- _Given request 1_:
Could you reproduce the part of the blog post about the coat with 9 buttons that begins at the words "I bought a coat" and stops after "I don't know."?

- _Source passage_:
——————————

Sunday, October 17, 2010

Coat With 9 Buttons

I bought a coat I like but then I didn't really like how it went in a full length mirror, but it's still fine. I still like it because maybe it is good luck in some ways, I don't know.

I also was given another coat, and it fits my jeans and boots better at the moment, but 2 buttons were missing. So I was going to add random ones and then thought I could move the ones up top to the front where they would be seen. So I sewed 2 on and someone else sewed the other one and then after all that, I found 2 buttons so I figured I would sew those on as well, back to the spots where I took the 2. It's brown though, and the other one I got is black and I might wear that one since the cup that made me think of my Dad has Dad in black. So maybe for better luck, to symbolize him, I will go back to black even though it doesn't look great on me. Then again, go with what I look better in? the energy was so weird I wonder even about what coat I'm wearing and what it could mean.

I felt really horrible horrible energy today. Shifting back and forth all day. Really all over the place.

I felt good in Wenatchee this morning. Something good, or someone good, was there. I felt it and something was right. Even though everything is "wrong" and I needed to get some things done, outside of the area, something there was good. Then I got on a bus and left and the further away I got, the worse I began to feel.

It was so bad, that I almost got off of the bus at Peshastin and was going to take one back.

I have things to do, but as I left Wenatchee, I was approaching something that was not good or sensed this very sad vibe. It was distinct and got worse and worse. Right at the part where Cashmere intersects at a 4 way stop, with the main highway, I really sensed it. I saw some woman, to the left, with dark brown hair that was longer than shoulder length and curled, and she was pulling out in an SUV as the bus was passing, and I picked up really bad energy from her. She was right there where at the main exit for Cashmere, the first one from Wenatchee and it looked like she was making a right turn.

I had such a BAD feeling about something, I was literally thinking about getting off of that bus.

——————————

- _Material for this task_:
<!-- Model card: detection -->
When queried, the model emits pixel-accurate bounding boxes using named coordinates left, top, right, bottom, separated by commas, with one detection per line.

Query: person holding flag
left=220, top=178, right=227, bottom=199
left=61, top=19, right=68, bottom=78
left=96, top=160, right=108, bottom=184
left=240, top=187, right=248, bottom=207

——————————

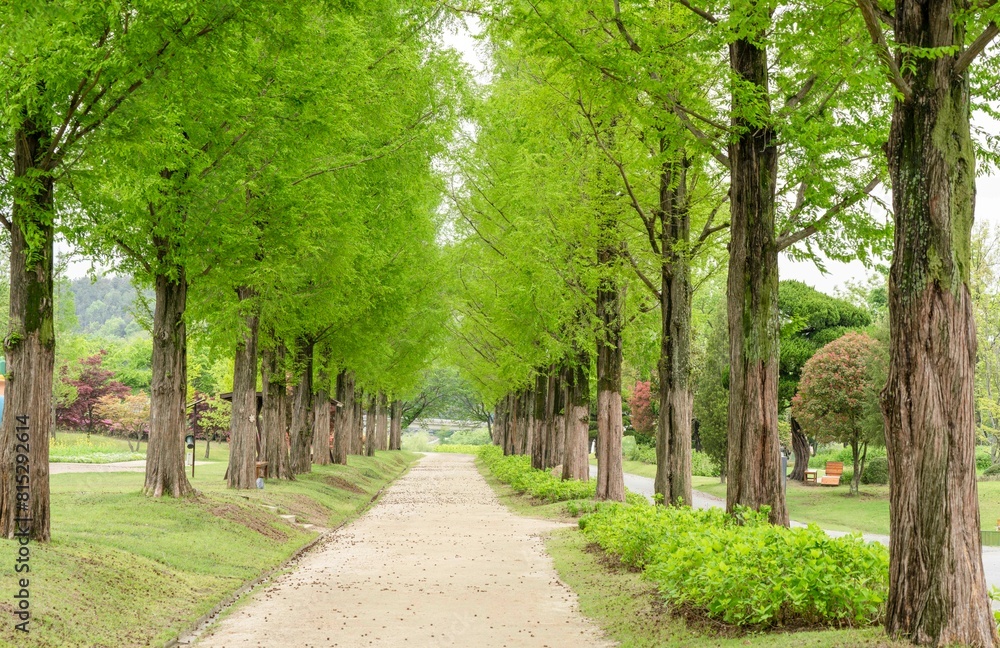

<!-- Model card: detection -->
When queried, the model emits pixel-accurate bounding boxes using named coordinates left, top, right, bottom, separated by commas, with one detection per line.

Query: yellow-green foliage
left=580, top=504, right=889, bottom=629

——————————

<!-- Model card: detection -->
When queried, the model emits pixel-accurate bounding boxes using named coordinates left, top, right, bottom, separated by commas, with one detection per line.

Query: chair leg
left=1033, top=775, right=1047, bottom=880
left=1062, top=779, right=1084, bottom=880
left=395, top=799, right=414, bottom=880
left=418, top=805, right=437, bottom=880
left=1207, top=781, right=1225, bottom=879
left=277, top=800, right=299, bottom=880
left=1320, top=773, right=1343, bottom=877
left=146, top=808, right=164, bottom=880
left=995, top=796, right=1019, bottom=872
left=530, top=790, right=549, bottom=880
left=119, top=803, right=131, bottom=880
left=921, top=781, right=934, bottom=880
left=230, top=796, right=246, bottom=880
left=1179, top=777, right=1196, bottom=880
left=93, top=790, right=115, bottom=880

——————————

- _Given request 2_:
Which lines of the records contain the string "Query"? Return each of them, and treat uppercase and lowercase as different.

- _Final result 1_:
I bought a coat I like but then I didn't really like how it went in a full length mirror, but it's still fine. I still like it because maybe it is good luck in some ways, I don't know.

- _Final result 2_:
Query: person holding flag
Query: yellow-green foliage
Query: chair leg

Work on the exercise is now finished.